[Point labeling examples]
-- Begin --

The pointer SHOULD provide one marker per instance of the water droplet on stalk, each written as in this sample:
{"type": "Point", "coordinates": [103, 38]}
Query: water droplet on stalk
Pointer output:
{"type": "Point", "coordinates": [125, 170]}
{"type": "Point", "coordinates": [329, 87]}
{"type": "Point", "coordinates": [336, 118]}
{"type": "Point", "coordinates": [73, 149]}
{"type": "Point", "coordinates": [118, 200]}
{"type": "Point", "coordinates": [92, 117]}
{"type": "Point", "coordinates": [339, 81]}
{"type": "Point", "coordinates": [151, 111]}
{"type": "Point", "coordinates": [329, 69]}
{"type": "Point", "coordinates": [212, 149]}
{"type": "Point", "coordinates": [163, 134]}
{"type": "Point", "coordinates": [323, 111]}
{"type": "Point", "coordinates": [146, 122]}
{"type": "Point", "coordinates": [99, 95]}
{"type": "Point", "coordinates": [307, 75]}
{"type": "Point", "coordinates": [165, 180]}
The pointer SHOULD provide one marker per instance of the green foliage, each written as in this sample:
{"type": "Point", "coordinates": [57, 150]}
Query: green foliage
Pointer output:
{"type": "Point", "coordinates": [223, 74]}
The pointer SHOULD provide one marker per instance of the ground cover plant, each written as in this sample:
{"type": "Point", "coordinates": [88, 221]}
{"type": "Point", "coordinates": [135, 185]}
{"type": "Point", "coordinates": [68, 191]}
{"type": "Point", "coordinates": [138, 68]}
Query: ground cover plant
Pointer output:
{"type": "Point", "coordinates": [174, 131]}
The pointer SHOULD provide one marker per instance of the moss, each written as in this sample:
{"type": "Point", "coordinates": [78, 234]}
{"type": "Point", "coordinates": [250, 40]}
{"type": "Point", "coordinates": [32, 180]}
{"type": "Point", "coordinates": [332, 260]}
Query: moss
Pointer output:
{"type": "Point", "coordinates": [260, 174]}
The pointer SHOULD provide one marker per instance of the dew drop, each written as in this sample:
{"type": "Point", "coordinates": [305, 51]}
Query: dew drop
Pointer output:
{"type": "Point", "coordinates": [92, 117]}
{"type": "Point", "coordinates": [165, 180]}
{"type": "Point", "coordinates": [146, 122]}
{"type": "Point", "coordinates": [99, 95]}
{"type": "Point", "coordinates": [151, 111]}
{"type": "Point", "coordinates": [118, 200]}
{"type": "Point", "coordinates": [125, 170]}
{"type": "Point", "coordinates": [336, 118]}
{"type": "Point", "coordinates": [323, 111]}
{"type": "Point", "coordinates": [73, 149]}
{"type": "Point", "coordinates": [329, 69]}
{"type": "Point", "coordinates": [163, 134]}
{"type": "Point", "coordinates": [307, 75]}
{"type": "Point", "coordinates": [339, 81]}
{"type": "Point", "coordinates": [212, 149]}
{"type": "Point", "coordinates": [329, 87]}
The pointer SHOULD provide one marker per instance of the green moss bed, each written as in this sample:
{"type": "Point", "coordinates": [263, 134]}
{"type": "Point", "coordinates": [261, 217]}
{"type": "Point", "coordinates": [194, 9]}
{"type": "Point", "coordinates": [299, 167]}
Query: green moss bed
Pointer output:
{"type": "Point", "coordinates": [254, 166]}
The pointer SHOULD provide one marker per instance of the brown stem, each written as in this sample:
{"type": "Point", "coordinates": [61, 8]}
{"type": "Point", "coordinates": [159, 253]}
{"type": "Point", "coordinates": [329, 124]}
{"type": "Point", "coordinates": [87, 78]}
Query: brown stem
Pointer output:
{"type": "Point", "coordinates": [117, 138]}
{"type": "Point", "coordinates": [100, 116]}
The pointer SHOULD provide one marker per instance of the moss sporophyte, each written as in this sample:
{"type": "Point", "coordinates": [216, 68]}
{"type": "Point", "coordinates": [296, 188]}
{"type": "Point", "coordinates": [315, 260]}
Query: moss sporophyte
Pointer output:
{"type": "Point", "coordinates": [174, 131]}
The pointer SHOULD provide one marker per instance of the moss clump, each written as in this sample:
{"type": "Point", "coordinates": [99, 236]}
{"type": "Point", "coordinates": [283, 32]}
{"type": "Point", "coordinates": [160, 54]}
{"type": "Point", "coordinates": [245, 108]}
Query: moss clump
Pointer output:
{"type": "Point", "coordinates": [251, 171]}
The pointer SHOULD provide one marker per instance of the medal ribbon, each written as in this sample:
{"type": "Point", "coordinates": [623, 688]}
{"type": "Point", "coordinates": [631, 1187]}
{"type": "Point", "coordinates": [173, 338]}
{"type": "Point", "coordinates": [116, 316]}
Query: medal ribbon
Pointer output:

-- End --

▸ **INSTRUCTION**
Reproduce all of the records above, keeping every line identical to the original.

▸ **EXPECTED ANSWER**
The pointer SHOULD provide one marker per instance of the water droplet on stalk, each written as in this sample:
{"type": "Point", "coordinates": [103, 38]}
Query: water droplet on stalk
Pointer output:
{"type": "Point", "coordinates": [125, 170]}
{"type": "Point", "coordinates": [329, 87]}
{"type": "Point", "coordinates": [336, 118]}
{"type": "Point", "coordinates": [73, 149]}
{"type": "Point", "coordinates": [118, 200]}
{"type": "Point", "coordinates": [92, 117]}
{"type": "Point", "coordinates": [339, 81]}
{"type": "Point", "coordinates": [151, 111]}
{"type": "Point", "coordinates": [329, 69]}
{"type": "Point", "coordinates": [212, 149]}
{"type": "Point", "coordinates": [163, 134]}
{"type": "Point", "coordinates": [323, 111]}
{"type": "Point", "coordinates": [146, 122]}
{"type": "Point", "coordinates": [99, 95]}
{"type": "Point", "coordinates": [307, 75]}
{"type": "Point", "coordinates": [165, 180]}
The pointer SHOULD provide one marker per instance of the green foliage, each written as in this sample:
{"type": "Point", "coordinates": [57, 150]}
Query: green foliage
Pointer output:
{"type": "Point", "coordinates": [223, 74]}
The pointer SHOULD provide one marker per instance of the ground cover plant, each written as in this sample:
{"type": "Point", "coordinates": [88, 221]}
{"type": "Point", "coordinates": [135, 185]}
{"type": "Point", "coordinates": [68, 191]}
{"type": "Point", "coordinates": [138, 68]}
Query: ground cover plant
Pointer output:
{"type": "Point", "coordinates": [174, 131]}
The pointer SHOULD provide one marker per instance of the moss, each written as in this sample:
{"type": "Point", "coordinates": [78, 234]}
{"type": "Point", "coordinates": [250, 40]}
{"type": "Point", "coordinates": [32, 180]}
{"type": "Point", "coordinates": [332, 260]}
Query: moss
Pointer output:
{"type": "Point", "coordinates": [260, 174]}
The pointer SHOULD provide one marker per instance of the dew drop, each written as in this sample:
{"type": "Point", "coordinates": [305, 51]}
Query: dew drop
Pointer output:
{"type": "Point", "coordinates": [92, 117]}
{"type": "Point", "coordinates": [165, 180]}
{"type": "Point", "coordinates": [146, 122]}
{"type": "Point", "coordinates": [99, 95]}
{"type": "Point", "coordinates": [151, 111]}
{"type": "Point", "coordinates": [118, 200]}
{"type": "Point", "coordinates": [125, 170]}
{"type": "Point", "coordinates": [336, 118]}
{"type": "Point", "coordinates": [323, 111]}
{"type": "Point", "coordinates": [73, 149]}
{"type": "Point", "coordinates": [329, 69]}
{"type": "Point", "coordinates": [163, 134]}
{"type": "Point", "coordinates": [307, 75]}
{"type": "Point", "coordinates": [339, 81]}
{"type": "Point", "coordinates": [212, 149]}
{"type": "Point", "coordinates": [329, 87]}
The pointer SHOULD provide one marker per instance of the green moss bed, each written as in this sample:
{"type": "Point", "coordinates": [263, 134]}
{"type": "Point", "coordinates": [261, 217]}
{"type": "Point", "coordinates": [194, 9]}
{"type": "Point", "coordinates": [299, 167]}
Query: green moss bed
Pointer output:
{"type": "Point", "coordinates": [254, 166]}
The pointer SHOULD provide one marker per instance of the brown stem, each written as in this sample:
{"type": "Point", "coordinates": [61, 8]}
{"type": "Point", "coordinates": [159, 253]}
{"type": "Point", "coordinates": [329, 124]}
{"type": "Point", "coordinates": [87, 78]}
Query: brown stem
Pointer output:
{"type": "Point", "coordinates": [117, 138]}
{"type": "Point", "coordinates": [100, 116]}
The pointer SHOULD provide one marker per instance of the moss sporophyte, each written as in this sample:
{"type": "Point", "coordinates": [216, 68]}
{"type": "Point", "coordinates": [296, 188]}
{"type": "Point", "coordinates": [315, 260]}
Query: moss sporophyte
Pointer output:
{"type": "Point", "coordinates": [174, 131]}
The pointer SHOULD provide one marker per instance of the moss clump, each written as in this sample:
{"type": "Point", "coordinates": [99, 236]}
{"type": "Point", "coordinates": [283, 32]}
{"type": "Point", "coordinates": [160, 54]}
{"type": "Point", "coordinates": [245, 108]}
Query: moss clump
Pointer output:
{"type": "Point", "coordinates": [251, 171]}
The pointer SHOULD provide one marker per instance of the medal ribbon, each written as in this sample:
{"type": "Point", "coordinates": [623, 688]}
{"type": "Point", "coordinates": [631, 1187]}
{"type": "Point", "coordinates": [173, 338]}
{"type": "Point", "coordinates": [116, 316]}
Query: medal ribbon
Pointer output:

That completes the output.